The fact that Loyd is pro se does not reduce his obligations under Rule 56. Rather, “liberal treatment of pro se pleadings does not require lenient treatment of substantive law.” Durante v. Fairlane Town Ctr., 201 Fed.Appx. 338, 344 (6th Cir. 2006). In addition, “[o]nce a case has progressed to the summary judgment stage, . . . ‘the liberal pleading standards under Swierkiewicz [v. Sorema, N.A., 534 U.S. 506, 512-13 (2002)] and [the Federal Rules] are inapplicable.' ” Tucker v. Union of Needletrades, Indus., & Textile Employees, 407 F.3d 784, 788 (6th Cir. 2005) (quoting Gilmour v. Gates, McDonald & Co., 382 F.3d 1312, 1315 (11th Cir. 2004)).
IV. Discussion
The complaint can be fairly read to raise the following claims against Driggett: (1) Fourth Amendment violation based on an arrest without probable cause; (2) Fourth Amendment violation based on Driggett's use of excessive force; (3) state law claim of false arrest; (4) state law claim of false imprisonment; and (5) state law claim of assault and battery. (ECF No. 1, PageID.4). The Fourth Amendment claims arise under 42 U.S.C. § 1983.
A. Federal Claims
Section 1983 “imposes civil liability on those individuals who, acting under color of state law, deprive a citizen of, among other things, his federally guaranteed constitutional rights.” Baynes v. Cleland, 799 F.3d 600, 607 (6th Cir. 2015). “To state a claim under § 1983, a plaintiff must set forth facts that, when favorably construed, establish: (1) the deprivation of a right secured by the Constitution or laws of the United States; (2) caused by a person acting under the color of state law.” Id. A private actor may be considered a person acting under color of state law (a state actor) if “(1) the deprivation complained of was ‘caused by the exercise of some right or privilege created by the state' and (2) the offending party ‘acted together with or has obtained significant aid from state officials, or because his conduct is otherwise chargeable to the State.' ” Tahfs v. Proctor, 316 F.3d 584, 590-91 (6th Cir. 2003) (quoting Lugar v. Edmondson Oil Co., 457 U.S. 922, 937 (1982))

### Short exercise a
Locate every line of the entries that contains the word "yellow" and copy each of those lines.

### Given information
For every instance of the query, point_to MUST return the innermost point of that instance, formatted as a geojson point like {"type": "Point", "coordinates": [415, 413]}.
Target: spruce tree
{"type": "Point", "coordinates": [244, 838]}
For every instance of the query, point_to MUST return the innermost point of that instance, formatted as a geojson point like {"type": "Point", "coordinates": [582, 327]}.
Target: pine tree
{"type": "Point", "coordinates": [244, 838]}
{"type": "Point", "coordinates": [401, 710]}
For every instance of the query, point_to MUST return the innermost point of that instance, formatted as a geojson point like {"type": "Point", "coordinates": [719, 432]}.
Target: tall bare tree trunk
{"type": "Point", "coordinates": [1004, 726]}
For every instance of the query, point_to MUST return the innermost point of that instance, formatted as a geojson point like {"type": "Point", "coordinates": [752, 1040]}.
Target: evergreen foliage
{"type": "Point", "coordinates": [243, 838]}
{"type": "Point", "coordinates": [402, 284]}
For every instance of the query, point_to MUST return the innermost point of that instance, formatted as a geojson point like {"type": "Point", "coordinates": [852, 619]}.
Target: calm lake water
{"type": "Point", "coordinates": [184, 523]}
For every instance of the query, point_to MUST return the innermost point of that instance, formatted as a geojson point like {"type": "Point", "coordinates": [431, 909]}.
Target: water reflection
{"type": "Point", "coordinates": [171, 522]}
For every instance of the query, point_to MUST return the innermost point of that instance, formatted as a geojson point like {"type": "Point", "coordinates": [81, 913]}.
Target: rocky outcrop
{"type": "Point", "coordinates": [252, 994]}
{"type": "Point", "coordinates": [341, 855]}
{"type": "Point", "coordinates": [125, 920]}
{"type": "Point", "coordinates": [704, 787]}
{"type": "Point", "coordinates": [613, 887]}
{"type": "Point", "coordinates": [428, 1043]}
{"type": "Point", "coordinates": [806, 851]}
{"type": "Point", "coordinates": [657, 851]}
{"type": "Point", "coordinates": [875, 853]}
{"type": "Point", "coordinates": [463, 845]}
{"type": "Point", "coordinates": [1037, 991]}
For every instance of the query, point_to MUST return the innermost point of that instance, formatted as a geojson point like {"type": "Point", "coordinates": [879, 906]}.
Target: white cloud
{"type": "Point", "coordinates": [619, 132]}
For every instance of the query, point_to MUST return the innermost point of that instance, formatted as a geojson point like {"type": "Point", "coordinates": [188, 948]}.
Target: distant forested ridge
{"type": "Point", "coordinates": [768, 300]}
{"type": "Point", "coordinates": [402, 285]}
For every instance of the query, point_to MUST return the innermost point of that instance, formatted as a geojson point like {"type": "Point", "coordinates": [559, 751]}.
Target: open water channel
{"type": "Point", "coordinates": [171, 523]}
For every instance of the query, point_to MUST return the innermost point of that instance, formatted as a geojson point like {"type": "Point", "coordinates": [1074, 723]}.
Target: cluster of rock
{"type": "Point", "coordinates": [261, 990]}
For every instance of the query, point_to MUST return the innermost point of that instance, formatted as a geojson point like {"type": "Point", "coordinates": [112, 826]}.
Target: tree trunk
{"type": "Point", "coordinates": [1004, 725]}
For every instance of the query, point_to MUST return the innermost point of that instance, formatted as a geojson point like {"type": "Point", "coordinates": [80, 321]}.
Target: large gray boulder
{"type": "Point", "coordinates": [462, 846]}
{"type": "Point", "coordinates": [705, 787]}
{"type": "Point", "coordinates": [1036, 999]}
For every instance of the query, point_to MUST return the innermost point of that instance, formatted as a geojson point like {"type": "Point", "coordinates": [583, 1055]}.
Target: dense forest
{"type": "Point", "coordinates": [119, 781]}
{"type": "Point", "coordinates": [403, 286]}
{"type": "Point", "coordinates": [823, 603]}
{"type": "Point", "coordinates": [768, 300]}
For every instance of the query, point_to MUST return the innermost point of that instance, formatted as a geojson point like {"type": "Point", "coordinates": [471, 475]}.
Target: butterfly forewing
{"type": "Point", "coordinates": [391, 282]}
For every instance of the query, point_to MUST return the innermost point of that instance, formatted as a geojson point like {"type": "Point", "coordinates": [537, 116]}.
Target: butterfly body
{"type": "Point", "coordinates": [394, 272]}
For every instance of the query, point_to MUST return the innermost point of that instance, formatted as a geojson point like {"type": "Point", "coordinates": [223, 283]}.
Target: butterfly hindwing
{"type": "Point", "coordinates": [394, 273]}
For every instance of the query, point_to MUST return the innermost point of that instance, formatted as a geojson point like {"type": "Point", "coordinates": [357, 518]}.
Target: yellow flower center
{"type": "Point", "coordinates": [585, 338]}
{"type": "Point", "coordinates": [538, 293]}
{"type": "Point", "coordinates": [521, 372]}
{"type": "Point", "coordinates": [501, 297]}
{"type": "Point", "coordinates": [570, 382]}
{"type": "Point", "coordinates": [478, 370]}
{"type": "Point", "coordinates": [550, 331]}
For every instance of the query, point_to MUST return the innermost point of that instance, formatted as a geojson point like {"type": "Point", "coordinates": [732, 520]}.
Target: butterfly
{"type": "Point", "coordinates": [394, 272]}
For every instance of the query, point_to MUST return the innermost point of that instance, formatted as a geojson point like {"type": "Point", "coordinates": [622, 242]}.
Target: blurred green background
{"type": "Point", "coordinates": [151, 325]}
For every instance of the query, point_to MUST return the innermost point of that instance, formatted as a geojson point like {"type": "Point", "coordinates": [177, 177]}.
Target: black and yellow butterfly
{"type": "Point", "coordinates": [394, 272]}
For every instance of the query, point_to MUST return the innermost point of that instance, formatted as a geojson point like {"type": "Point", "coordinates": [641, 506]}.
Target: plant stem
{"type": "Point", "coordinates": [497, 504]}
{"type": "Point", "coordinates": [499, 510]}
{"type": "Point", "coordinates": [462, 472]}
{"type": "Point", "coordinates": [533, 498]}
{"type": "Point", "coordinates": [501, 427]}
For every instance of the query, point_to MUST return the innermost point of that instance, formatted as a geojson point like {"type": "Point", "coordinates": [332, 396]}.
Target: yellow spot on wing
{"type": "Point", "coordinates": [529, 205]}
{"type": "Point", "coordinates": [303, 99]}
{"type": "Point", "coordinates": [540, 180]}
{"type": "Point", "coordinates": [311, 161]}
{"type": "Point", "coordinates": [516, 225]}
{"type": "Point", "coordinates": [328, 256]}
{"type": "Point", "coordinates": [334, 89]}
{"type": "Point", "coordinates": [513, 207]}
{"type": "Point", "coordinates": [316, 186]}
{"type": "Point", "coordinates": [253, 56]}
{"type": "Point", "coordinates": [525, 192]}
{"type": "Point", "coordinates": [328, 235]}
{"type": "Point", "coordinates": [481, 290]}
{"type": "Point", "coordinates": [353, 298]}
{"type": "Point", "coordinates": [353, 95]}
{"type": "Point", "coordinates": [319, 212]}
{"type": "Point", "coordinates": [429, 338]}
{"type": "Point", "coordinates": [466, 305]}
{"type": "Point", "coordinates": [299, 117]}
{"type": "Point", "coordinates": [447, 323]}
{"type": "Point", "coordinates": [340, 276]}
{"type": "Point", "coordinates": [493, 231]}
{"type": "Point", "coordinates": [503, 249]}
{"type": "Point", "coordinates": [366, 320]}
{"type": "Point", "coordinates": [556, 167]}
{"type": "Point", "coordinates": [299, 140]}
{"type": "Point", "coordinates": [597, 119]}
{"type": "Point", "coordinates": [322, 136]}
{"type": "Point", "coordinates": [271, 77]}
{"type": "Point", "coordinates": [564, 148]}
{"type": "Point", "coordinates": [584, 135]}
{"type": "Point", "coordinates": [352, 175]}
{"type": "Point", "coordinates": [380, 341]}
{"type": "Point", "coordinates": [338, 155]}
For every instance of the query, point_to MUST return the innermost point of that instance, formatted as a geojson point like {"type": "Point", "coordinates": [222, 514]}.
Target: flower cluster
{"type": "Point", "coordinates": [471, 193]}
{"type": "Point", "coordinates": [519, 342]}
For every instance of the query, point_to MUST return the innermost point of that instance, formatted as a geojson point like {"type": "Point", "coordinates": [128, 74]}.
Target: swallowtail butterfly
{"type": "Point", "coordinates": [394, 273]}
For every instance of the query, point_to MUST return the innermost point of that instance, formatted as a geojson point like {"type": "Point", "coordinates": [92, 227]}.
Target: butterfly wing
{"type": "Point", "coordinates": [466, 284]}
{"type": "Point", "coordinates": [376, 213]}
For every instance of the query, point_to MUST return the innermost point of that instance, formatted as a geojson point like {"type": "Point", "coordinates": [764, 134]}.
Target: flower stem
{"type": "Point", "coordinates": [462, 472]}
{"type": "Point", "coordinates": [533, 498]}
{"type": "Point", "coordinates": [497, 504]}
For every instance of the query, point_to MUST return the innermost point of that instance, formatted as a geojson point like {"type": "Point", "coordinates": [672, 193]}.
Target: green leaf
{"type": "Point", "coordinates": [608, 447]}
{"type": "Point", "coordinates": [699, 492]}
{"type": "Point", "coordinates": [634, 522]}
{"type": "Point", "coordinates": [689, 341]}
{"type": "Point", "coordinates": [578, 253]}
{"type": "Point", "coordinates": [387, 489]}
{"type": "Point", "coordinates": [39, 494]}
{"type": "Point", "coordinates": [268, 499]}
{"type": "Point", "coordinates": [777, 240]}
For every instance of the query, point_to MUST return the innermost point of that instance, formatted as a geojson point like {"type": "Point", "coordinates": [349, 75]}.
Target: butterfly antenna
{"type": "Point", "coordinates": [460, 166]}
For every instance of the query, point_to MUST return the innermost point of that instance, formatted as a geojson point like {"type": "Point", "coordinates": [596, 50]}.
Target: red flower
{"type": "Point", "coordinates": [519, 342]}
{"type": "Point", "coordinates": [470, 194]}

### Short exercise b
For each statement below, say yes or no to whether the excerpt on Loyd's claims above agrees with it, and quote the deciding words of that excerpt: (i) Loyd's pro se status reduces his obligations under Rule 56; (ii) the Fourth Amendment claims arise under 42 U.S.C. § 1983; (iii) the complaint raises a state law claim of malicious prosecution.

### Full solution a
Target: yellow flower center
Target: black and yellow butterfly
Target: yellow spot on wing

### Full solution b
(i) No: "The fact that Loyd is pro se does not reduce his obligations under Rule 56."
(ii) Yes: "The Fourth Amendment claims arise under 42 U.S.C. § 1983."
(iii) No: "(3) state law claim of false arrest; (4) state law claim of false imprisonment; and (5) state law claim of assault and battery."